# A couple I started, but not for me



## micyou03 (Apr 8, 2003)

Here's a couple I started this weekend that are part of two seperate trades. I think the future recipients will know who they are. I just figured I'd show you the progress.



















And some decals to go on them, and then some.


----------



## LeeRoy98 (Jul 8, 2005)

*Decals*

Nice decal sheet... do you have a source?

Sorry the cars were nice also!

Gary
AKA LeeRoy98
www.marioncountyraceway.com


----------



## micyou03 (Apr 8, 2003)

I designed and printed them. The only problem is that they are printed with an inkjet printer on clear waterslide decal sheet, so they are kind of translucent and only work well on white or light color cars.


----------



## *MAYHEM* (May 4, 2007)

Mic, you might try this, it's a pain in the butt, but it works fairly well.

When I print decals I usually have a few projects I'm printing them for. So, try to color match the paint the best you can and and make that the bacground color on the decals for that car. Then print on a white background. Now trim the decal as close as possible and if you have your colors matched it should be unnoticable.


----------



## micyou03 (Apr 8, 2003)

● ● ● ● ● ● ●

- [STATED GOAL A]: Return every line in the records below that contains the word "signboard".

- [Dataset entries]:
● ● ● ● ● ● ●

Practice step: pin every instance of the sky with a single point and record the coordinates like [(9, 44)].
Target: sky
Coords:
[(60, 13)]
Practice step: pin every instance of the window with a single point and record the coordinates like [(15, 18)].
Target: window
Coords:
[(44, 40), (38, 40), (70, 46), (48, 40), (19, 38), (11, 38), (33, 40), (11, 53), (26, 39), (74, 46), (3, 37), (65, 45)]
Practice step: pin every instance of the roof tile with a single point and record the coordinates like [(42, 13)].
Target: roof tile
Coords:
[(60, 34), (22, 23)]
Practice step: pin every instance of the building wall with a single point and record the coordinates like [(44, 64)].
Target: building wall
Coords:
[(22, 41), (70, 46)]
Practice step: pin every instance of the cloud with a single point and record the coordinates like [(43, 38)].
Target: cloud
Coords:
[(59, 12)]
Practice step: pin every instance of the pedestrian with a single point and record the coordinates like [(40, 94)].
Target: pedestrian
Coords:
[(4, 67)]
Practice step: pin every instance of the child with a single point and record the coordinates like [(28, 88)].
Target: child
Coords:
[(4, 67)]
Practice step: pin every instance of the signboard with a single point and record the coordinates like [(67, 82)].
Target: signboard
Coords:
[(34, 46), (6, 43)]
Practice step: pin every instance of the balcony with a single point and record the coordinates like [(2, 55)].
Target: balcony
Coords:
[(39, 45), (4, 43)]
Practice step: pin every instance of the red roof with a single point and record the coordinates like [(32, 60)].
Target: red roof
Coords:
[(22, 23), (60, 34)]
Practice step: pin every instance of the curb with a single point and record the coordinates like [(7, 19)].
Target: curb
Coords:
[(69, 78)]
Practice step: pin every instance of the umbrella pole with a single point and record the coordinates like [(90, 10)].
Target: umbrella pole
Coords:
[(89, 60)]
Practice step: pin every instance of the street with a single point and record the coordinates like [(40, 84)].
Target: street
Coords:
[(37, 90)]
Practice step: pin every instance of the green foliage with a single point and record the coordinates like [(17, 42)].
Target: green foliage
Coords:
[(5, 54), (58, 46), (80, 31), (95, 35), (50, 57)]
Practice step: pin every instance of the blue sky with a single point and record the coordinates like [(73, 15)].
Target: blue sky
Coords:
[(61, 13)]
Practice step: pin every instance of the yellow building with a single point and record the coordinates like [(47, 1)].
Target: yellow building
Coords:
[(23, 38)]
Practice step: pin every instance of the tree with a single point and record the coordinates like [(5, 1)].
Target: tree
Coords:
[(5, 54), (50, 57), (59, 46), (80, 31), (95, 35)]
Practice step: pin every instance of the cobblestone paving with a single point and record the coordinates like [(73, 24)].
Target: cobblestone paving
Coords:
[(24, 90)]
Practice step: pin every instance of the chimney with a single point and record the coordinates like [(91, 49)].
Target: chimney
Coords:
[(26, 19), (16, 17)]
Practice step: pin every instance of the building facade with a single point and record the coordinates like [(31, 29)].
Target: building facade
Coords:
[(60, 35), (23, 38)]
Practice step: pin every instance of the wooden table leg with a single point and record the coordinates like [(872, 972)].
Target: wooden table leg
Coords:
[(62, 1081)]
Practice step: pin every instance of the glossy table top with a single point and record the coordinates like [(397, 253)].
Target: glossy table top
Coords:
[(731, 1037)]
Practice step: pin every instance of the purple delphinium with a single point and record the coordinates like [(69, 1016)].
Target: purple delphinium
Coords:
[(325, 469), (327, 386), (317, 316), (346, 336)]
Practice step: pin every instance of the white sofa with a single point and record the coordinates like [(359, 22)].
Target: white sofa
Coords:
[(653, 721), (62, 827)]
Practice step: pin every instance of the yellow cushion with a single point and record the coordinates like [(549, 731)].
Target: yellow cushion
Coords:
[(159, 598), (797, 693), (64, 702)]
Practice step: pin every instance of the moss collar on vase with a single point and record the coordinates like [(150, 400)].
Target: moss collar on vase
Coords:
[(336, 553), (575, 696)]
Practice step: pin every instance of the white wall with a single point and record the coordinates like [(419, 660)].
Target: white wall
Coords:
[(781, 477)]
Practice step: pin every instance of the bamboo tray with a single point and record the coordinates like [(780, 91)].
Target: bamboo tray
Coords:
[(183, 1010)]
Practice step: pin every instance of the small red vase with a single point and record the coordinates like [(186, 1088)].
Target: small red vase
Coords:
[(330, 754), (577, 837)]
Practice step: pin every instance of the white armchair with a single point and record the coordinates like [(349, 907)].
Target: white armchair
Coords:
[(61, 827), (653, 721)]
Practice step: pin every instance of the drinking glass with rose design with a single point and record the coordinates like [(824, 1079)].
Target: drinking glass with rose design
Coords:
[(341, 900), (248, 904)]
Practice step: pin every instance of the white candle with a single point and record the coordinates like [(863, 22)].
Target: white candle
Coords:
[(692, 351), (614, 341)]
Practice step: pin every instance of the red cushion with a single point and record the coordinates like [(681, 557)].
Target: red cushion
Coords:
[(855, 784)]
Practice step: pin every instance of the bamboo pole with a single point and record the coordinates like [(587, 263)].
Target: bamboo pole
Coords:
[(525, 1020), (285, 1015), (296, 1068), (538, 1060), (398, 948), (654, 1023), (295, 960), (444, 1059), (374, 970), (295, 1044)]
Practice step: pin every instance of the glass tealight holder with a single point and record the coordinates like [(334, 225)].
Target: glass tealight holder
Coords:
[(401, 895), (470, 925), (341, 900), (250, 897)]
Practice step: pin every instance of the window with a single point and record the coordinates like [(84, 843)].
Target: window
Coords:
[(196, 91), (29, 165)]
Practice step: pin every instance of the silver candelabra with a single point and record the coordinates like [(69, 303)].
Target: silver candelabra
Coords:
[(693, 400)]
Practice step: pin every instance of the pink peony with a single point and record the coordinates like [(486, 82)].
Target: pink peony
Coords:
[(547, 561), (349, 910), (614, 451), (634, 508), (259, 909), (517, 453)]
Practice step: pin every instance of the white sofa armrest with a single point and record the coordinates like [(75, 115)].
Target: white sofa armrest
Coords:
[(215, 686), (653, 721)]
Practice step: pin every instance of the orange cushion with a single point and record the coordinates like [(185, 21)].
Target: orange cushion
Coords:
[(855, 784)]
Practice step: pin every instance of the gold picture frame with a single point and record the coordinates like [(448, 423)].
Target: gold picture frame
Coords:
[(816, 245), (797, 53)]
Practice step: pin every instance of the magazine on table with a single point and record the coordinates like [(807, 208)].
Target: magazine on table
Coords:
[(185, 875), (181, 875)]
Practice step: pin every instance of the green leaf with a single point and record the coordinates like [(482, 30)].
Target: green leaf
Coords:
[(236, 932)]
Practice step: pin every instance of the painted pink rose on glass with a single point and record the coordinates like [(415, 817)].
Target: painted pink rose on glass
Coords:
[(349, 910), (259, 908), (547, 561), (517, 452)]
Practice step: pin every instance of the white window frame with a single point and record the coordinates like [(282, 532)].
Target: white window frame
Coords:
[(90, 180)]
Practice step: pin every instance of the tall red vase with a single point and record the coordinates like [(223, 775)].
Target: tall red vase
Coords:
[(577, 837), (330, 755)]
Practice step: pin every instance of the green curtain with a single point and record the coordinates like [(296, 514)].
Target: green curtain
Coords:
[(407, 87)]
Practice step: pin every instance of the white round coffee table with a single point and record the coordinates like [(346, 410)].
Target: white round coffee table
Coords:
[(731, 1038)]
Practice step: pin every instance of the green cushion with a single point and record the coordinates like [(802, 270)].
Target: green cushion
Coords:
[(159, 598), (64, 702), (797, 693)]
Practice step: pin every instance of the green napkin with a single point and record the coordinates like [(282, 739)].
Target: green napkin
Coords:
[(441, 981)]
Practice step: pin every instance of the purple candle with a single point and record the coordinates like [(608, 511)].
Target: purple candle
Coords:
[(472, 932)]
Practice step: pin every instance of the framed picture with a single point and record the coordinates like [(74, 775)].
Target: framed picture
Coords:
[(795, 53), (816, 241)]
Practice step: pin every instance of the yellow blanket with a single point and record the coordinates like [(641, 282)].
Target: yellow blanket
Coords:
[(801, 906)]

● ● ● ● ● ● ●

- [STATED GOAL B]: In the decal thread above, what kind of printer were the decals printed with?

- [COMPLETE OUTPUT A]:
Practice step: pin every instance of the signboard with a single point and record the coordinates like [(67, 82)].
Target: signboard

- [COMPLETE OUTPUT B]: An inkjet printer.